_SOURCE PASSAGE_
▼▼▼

Wednesday, December 13th: Ryan was Day +13 post-transplant. Sharon’s cells were beginning to engraft, but it felt more cruel than celebratory. Ryan was in the ICU with multisystem organ failure. His entire body had grown edematous, as his liver enzymes escalated out of control. Dialysis would begin in the afternoon. By evening, intubation was required as Ryan was too tired to breathe any more on his own. Darkness. Darkness. More darkness.
Few things felt certain, but this I knew to be true: God’s love for Ryan was greater than I could fathom; His goodness was not dependent on how the story would unfold; and there was no promise as to whether Ryan would live or die. On that day, it felt like tears were the only way I could pray. As my mind and heart were reeling, wise words were spoken: don’t get ahead of God.

▲▲▲

_WHAT THIS EXERCISE ASKS_
• a. Decide whether each statement agrees with the passage about Ryan's transplant, answering yes or no and quoting the passage's deciding words: (i) Sharon's cells had not yet begun to engraft by Day +13. (ii) Ryan was in the ICU. (iii) Dialysis was set to begin in the morning.
• b. Output the stretch of the passage about Ryan's transplant from "Wednesday, December 13th: Ryan" through "ahead of God.", word for word.
• c. Write the next part of the passage about Ryan's transplant, picking up after its final sentence.

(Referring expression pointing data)
▼▼▼

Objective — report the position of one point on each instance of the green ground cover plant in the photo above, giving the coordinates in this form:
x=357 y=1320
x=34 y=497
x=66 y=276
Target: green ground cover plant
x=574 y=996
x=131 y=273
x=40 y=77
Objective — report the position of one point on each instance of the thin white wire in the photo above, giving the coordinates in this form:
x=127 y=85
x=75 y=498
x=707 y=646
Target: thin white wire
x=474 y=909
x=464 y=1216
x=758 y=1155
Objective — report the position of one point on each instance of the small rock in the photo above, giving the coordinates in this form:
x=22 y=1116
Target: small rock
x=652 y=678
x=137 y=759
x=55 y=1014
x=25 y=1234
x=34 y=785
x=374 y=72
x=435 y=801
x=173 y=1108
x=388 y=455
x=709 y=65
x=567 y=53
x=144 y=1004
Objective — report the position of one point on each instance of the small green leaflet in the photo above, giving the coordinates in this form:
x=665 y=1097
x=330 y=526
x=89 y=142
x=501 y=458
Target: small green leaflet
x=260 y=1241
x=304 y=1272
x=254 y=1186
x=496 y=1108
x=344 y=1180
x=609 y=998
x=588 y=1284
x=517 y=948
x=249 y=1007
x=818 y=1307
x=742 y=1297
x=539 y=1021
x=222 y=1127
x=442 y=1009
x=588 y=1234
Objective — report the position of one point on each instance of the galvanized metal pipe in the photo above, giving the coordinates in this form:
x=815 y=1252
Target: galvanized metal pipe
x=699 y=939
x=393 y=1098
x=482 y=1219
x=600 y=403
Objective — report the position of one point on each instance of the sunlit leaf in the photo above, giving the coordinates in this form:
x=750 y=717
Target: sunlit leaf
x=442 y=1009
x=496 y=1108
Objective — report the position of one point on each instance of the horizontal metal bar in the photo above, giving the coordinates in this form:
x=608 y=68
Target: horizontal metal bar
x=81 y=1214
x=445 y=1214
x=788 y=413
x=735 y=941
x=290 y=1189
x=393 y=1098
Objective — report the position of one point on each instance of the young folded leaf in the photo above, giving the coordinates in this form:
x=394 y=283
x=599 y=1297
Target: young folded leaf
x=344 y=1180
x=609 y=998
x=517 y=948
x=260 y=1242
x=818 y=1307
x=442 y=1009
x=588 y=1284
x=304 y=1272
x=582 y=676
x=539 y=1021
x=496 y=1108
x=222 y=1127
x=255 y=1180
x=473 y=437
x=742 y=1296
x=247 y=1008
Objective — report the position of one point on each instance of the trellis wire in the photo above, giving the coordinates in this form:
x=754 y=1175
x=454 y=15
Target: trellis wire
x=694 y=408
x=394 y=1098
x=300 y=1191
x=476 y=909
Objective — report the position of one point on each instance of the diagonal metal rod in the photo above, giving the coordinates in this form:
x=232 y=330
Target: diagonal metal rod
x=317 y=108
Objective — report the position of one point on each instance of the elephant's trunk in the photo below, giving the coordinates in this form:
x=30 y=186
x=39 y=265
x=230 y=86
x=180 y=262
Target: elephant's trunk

▲▲▲

_RESPONSES TO THE EXERCISE_
• a.
(i) No: "Sharon’s cells were beginning to engraft"
(ii) Yes: "Ryan was in the ICU with multisystem organ failure."
(iii) No: "Dialysis would begin in the afternoon."

• b.
Wednesday, December 13th: Ryan was Day +13 post-transplant. Sharon’s cells were beginning to engraft, but it felt more cruel than celebratory. Ryan was in the ICU with multisystem organ failure. His entire body had grown edematous, as his liver enzymes escalated out of control. Dialysis would begin in the afternoon. By evening, intubation was required as Ryan was too tired to breathe any more on his own. Darkness. Darkness. More darkness.
Few things felt certain, but this I knew to be true: God’s love for Ryan was greater than I could fathom; His goodness was not dependent on how the story would unfold; and there was no promise as to whether Ryan would live or die. On that day, it felt like tears were the only way I could pray. As my mind and heart were reeling, wise words were spoken: don’t get ahead of God.

• c.
Wednesday, May 2nd: Geoffrey is Day +13 post-transplant. Sharon’s cell are beginning to engraft. I am witnessing life, once more, returning. G’s counts are rising, indicating that his new cells are starting to rebuild his immune system. While the process is brutal and G is very fragile; to this point, I am deeply grateful that he has been spared from the horrific complications we experienced with Ryan. There are moments of beautiful laughter and play that make my heart to sing.
As I sit with Geoffrey on his Day +13, Ryan’s day is close to mind and heart. Of this I am convinced, God was as faithful then as He is still now.